Requirement >> Give the entries again, precisely as they were written.

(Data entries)

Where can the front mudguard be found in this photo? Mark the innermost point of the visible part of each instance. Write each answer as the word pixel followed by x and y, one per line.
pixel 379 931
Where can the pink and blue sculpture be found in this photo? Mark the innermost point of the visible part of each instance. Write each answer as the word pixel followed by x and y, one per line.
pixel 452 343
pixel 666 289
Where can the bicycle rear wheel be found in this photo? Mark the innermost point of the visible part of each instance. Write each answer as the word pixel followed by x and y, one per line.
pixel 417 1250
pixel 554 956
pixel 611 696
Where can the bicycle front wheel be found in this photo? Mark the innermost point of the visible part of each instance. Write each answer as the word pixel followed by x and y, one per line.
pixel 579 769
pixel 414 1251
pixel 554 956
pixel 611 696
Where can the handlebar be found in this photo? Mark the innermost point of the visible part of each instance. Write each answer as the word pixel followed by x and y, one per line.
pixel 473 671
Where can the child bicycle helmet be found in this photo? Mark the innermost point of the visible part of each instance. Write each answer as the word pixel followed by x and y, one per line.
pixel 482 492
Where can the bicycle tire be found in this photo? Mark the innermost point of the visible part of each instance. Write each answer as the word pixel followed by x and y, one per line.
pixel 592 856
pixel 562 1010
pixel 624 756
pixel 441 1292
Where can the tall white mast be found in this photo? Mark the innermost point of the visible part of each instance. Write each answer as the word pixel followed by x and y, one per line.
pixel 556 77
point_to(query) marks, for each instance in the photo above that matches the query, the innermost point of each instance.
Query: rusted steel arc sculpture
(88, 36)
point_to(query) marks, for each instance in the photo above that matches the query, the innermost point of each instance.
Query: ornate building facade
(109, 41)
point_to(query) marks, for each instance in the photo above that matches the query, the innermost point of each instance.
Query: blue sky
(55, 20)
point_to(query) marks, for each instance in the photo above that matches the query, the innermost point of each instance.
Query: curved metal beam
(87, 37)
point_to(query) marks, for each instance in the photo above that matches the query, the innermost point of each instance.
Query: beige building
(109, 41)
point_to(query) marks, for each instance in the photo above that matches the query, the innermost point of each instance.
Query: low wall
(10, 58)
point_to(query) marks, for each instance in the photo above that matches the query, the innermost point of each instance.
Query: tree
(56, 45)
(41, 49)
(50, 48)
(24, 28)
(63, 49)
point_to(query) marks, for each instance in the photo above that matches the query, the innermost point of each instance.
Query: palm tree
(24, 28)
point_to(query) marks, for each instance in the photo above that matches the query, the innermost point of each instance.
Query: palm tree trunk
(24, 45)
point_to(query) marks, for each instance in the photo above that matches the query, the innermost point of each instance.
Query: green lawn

Exercise response >>
Where can the front mudguard be found in this photo? Mark the innermost point of the visible part of each instance. Write each answer as the word pixel followed by x and y, one per line.
pixel 379 931
Where can the pink and blue sculpture be found in this photo? Mark the innermost point of the visible part of each instance. Write each answer as the word pixel followed by x and y, one per line.
pixel 452 343
pixel 666 289
Where can the bicycle rear wheel be found in this photo? Mark the innermost point of the visible part of each instance. Write each answer as the word pixel followed by x and y, one per line.
pixel 417 1250
pixel 554 956
pixel 611 696
Where can the bicycle front wheel be found in this photo? Mark the innermost point of the visible part of each instance. Write each answer as the word pixel followed by x and y, one per line.
pixel 579 769
pixel 414 1251
pixel 554 956
pixel 611 696
Where can the handlebar be found in this photo? Mark the innermost point of the visible part of each instance. Write each answer as the word pixel followed by x and y, one per line.
pixel 473 671
Where can the child bicycle helmet be found in this photo? Mark the innermost point of the visible part of each instance. Write each answer as the word pixel followed by x and y, one per line.
pixel 482 492
Where can the bicycle tire be found in this photo? Mark the innermost point of the visible part of each instance. Write each answer as the word pixel followed by x and y, one per line.
pixel 592 856
pixel 562 1010
pixel 624 756
pixel 441 1292
Where can the tall white mast be found in this photo? Mark the innermost point of the visible part of each instance. Write each answer as the word pixel followed by x and y, one per line.
pixel 556 77
point_to(query) marks, for each instance in the photo above that matches the query, the innermost point of each instance.
Query: rusted steel arc sculpture
(88, 36)
point_to(query) marks, for each instance in the photo above that matches the query, the innermost point of each instance.
Query: ornate building facade
(109, 41)
point_to(query) marks, for each instance in the photo above that matches the query, the innermost point of each instance.
Query: blue sky
(55, 20)
point_to(query) marks, for each instance in the photo above that matches the query, the innermost point of each instance.
Query: curved metal beam
(87, 37)
point_to(query) marks, for each instance in the photo above that matches the query, the innermost point of each instance.
Query: beige building
(109, 41)
point_to(query) marks, for each instance in the photo above that matches the query, the innermost point of each instance.
Query: low wall
(10, 58)
point_to(query) marks, for each instance in the photo above that matches the query, the innermost point of each instance.
Query: tree
(56, 45)
(41, 49)
(50, 48)
(24, 28)
(63, 49)
point_to(query) marks, for each instance in the photo above that matches the query, the innermost point of each instance.
Query: palm tree
(24, 28)
point_to(query) marks, for each instance in the photo above that matches the query, the innermost point of each instance.
Query: palm tree trunk
(24, 45)
point_to(query) marks, for each instance in the photo above that matches the query, the innermost point of each instance.
Query: green lawn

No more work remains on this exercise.